▶ **RECORDS PROVIDED**:
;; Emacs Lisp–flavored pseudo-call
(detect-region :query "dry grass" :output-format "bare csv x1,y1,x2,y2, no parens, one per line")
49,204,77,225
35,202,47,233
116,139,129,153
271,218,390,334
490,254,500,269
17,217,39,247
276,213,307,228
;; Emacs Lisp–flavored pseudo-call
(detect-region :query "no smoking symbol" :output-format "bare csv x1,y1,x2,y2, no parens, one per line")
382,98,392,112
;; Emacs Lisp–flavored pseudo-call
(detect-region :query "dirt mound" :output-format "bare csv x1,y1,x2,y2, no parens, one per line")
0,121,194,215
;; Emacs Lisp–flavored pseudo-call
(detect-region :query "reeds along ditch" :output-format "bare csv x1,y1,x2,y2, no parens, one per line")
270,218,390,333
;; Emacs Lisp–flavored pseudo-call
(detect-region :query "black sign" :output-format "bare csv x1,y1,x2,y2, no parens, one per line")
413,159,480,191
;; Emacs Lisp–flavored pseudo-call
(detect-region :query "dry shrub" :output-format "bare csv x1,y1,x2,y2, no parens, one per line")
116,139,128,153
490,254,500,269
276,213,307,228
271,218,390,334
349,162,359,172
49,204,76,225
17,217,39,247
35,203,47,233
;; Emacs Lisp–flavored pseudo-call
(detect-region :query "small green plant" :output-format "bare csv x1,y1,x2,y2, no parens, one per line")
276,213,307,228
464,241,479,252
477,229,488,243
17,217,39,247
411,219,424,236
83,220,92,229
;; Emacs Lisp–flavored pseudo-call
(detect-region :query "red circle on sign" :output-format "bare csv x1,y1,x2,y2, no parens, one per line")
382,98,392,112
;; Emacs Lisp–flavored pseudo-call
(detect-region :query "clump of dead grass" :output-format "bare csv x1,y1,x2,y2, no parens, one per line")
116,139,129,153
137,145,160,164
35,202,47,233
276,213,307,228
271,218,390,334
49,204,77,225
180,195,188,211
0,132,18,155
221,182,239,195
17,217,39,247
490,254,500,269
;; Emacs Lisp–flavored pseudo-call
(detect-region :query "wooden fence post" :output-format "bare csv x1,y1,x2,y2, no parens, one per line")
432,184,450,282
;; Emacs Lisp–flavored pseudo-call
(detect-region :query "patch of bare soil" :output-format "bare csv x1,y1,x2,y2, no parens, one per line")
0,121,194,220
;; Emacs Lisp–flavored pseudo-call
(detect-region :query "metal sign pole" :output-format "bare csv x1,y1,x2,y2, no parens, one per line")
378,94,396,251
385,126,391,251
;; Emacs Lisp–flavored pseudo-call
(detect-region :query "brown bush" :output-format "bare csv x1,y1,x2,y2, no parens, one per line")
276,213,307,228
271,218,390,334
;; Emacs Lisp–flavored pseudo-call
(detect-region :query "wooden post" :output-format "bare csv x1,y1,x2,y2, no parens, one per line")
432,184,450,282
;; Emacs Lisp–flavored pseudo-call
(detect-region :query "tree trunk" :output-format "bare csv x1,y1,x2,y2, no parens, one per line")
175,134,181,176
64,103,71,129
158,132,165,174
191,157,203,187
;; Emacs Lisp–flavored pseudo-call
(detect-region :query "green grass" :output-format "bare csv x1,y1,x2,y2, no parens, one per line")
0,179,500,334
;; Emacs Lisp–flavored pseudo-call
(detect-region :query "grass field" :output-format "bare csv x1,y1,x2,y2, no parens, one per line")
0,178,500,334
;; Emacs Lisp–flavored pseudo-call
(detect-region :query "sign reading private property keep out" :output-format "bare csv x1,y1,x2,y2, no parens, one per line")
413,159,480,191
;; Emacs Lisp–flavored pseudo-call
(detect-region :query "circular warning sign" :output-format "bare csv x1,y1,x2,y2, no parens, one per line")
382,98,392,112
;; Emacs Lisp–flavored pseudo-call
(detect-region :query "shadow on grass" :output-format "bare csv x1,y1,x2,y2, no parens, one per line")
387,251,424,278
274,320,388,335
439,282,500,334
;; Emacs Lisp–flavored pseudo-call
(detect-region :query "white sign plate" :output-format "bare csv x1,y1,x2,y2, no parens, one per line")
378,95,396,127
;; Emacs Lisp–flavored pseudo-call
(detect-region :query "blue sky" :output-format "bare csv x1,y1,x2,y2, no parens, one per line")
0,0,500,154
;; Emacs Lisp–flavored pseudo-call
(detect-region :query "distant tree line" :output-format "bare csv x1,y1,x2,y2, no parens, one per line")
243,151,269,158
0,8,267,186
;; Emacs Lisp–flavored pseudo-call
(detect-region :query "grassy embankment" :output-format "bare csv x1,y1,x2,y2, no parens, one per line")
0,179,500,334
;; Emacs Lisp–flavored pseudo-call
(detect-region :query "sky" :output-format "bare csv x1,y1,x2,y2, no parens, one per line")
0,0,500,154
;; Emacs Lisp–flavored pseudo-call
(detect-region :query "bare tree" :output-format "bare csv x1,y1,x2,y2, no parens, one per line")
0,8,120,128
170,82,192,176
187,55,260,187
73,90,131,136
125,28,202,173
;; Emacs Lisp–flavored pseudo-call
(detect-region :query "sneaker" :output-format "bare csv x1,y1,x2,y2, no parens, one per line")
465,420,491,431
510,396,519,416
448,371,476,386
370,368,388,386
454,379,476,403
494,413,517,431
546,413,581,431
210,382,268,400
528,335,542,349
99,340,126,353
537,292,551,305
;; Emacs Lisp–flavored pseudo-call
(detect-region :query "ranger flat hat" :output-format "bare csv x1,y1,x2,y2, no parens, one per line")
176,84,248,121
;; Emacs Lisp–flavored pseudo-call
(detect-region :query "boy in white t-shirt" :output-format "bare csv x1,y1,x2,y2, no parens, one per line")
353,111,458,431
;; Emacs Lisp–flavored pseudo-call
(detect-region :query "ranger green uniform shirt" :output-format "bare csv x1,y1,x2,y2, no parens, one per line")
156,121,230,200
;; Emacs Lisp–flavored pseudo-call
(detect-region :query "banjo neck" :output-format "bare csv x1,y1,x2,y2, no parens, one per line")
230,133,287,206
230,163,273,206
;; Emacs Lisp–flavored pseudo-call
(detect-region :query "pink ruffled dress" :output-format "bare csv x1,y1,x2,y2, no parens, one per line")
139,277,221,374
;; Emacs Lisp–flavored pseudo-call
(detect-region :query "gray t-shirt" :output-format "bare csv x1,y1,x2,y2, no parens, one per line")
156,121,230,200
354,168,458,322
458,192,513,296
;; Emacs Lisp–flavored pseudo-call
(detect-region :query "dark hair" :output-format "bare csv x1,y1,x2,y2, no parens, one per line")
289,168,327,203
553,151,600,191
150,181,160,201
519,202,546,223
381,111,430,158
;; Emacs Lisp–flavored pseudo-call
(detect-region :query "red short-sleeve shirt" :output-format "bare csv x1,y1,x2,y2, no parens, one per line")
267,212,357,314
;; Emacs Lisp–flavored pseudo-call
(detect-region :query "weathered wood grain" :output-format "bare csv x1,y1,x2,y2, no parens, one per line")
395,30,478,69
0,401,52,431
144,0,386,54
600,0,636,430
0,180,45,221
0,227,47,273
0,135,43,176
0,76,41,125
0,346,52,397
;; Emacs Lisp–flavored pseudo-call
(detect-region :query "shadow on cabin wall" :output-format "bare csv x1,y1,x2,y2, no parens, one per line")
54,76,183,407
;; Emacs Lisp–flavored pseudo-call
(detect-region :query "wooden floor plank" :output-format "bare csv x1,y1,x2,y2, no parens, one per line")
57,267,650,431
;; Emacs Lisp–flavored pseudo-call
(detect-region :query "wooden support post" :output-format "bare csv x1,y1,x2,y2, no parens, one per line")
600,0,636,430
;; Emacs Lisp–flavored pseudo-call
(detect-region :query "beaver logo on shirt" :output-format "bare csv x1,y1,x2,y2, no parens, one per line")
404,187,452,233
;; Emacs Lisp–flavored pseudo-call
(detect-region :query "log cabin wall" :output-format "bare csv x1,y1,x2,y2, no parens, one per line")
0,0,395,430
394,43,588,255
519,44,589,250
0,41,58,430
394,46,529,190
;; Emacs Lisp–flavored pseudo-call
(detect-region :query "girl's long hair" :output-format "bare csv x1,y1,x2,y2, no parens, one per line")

▶ **DIRECTIONS FOR THIS TASK**: Please count the lines in the entries above that contain the string "wooden", treating uppercase and lowercase as different, and reply with the number alone.

▶ **COMPLETED EXERCISE**: 4